§ **To be done**
Can you write what comes next in the memoir about being cast out by the Prince of Peace congregation, picking up right after its final sentence?

But those friends at Prince of Peace, whom I thought I could trust completely, with whom I thought I had become equally yoked in Christ, turned on me as quickly and with more hate and vengeance than my former Mormon friends and family ever had, when they discovered I was gay.
When I moved to Minneapolis to go to grad school, I left Prince of Peace with a tearful goodbye, telling them that they had truly become my family in Christ. They invited me to visit often, and reminded me that I would always be part of their family.
A year later I returned for a visit. When I attended church at Prince of Peace the Sunday of my visit, I brought a male friend who lived in Marquette, whom I had also been visiting. He was a friend of mine from my year at NMU. Something about two men attending that service together deeply upset a woman in the congregation, and she went directly to Pastor Juenger, to report to him that she suspected I was gay. Pastor Juenger and his wife had promised to take my friend Chris and me out to lunch after the service. We waited in the fellowship hall for the pastor to take care of some business first. And we waited and waited. We were told the pastor was in a meeting. I did not realize that the meeting had been convened about me.
Pastor Juenger finally emerged. We got into the car with him and his wife. Chris and I were informed that we would not be taken to lunch after all. Pastor Juenger then proceeded to lecture me about what a terrible sin homosexuality was. He tried to impress upon me that Hell was a place where I would suffer unbelievable anguish and pain for all eternity. He pleaded with me to repent of my sins. Then he took Chris and me directly to the bus station in Marquette and left us there. The message was clear. Please get out of town. Please just leave, we don't want your kind here.
I was shocked. I felt betrayed and humiliated. My friend Chris was straight and they had apparently assumed that he was gay, and that there was some kind of relationship between us. I was devastated, hurt and angry. I had no idea how Chris would react. Would he be angry with me, for putting him in a situation where he had been assumed to be gay as well? Not being a Christian, Chris was very gracious about the whole situation. Rather than take it personally, he tried to cheer me up.
I had sincerely believed that these people understood hat we are all sinners, and that in Christ we are without sin. Shortly after returning to Minneapolis, I received a package from Marquette, Michigan. It was full of letters. Pastor Juenger had initiated a letter-writing campaign at Prince of Peace. The message of all the letters was the same. Perhaps Pastor Juenger had even told them what they should write. I was going to Hell. God hates sin, but God loves the sinner. Please, John, please turn from your sinful lifestyle if you do not want to be forever in Satan's power.
I had not realized that the Christian sin magic is a two-edged sword, that the same St. John who wrote "he is the propitiation for our sins" also wrote: "Even now there are many antichrists.... They went out from us, but they were not of us.... He that committeth sin is of the Devil."

[Extracted records]

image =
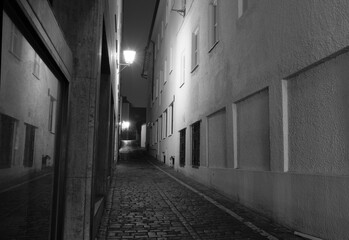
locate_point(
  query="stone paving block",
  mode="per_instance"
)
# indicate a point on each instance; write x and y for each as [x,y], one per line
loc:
[145,203]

§ **Result below**
One problem with Christian sin magic of this type is that since sin is inferred and erased by a process that is invisible and subjective, we never know who is good with God. Perhaps the appropriate stance under such circumstances would be deep humility, focusing inward on oneself and never assuming that we know the status of any other human being or their relationship to the Source of All Being. But we human beings are seldom saintly enough to have the amount of humility required to believe that someone else might be just as saved as we are, especially if that someone else is different from us.
I remember in Helsinki speaking with a woman about my conversion. I noticed the entire time I was speaking to her, she was staring at me in a very peculiar way, as if she were scrutinizing my every word and facial feature. Finally, after I had finished my narrative she said, "Yes, I guess you are really saved. One does not find such joyfulness in one who is not saved." Apparently, if my demeanor had not been joyful enough, my salvation would have been false. But that was the least of my worries, since apparently entire classes of people -- like gay men, lesbians, bisexuals and transgender people -- may be assumed not to be cleansed by the sin magic, regardless of how much joy or faith in Christ we may personally have.
Actually it is not just gays and lesbians who are assumed not to be saved by the sin magic, but all of humanity, unless they have explicitly claimed the name of Jesus Christ. The author of the first epistle of John says:
Who is the liar but he who denies that Jesus is the Christ? This is the antichrist, he who denies the Father and the Son. No one who denies the Son as the Father. (1 John 2:22-23)
We are of God. Whoever knows God listens to us, and he who is not of God does not listen to us. By this we know the spirit of truth and the spirit of error. (1 John 4:6)
He who has the Son has life; he who has not the Son of God has not life. (1 John 4:12)
We know that we are of God, and the whole world is in the power of the evil one. (1 John 4:19)
Isn't this the spirit that makes it possible for us to kill tens of thousands of innocent Iraqis in the name of American freedom and the American way?
At a certain point in my life, when I thought it would be better to be dead than to be gay, believing that Jesus' blood somehow magically made me pure actually helped me. It was the only way I could feel good enough about myself to find the courage to go on. For those of us who are in that place, if believing that Jesus is our propitiation helps us to be better people right here and now, I won't discourage it. I know that in a real sense, Jesus can save, because believing in him saved me from suicide. All I ask is that those of us who do believe it remember to hang on to it in the deepest humility. We can never, ever assume we know who is or is not saved by that blood which was supposedly shed for all.
But personally, experiences of later years have led me to confess agnosticism on whether Jesus died for my sins or yours. I say, To hell with sin magic. We should neither make more nor less of sin than what it is. Compassion should be the living heart of our faith, whatever name we claim, and ultimately we must take responsibility for living that, and changing our behavior when we fall short of that, not beat ourselves up, not tell ourselves we're going to Hell or that we belong to the Devil, just pick ourselves up and keep trying to fix what we did wrong and do better the next time. It still requires humility, and for that humility I pray, remembering Jesus, who prayed for it as well.
In God's name, amen.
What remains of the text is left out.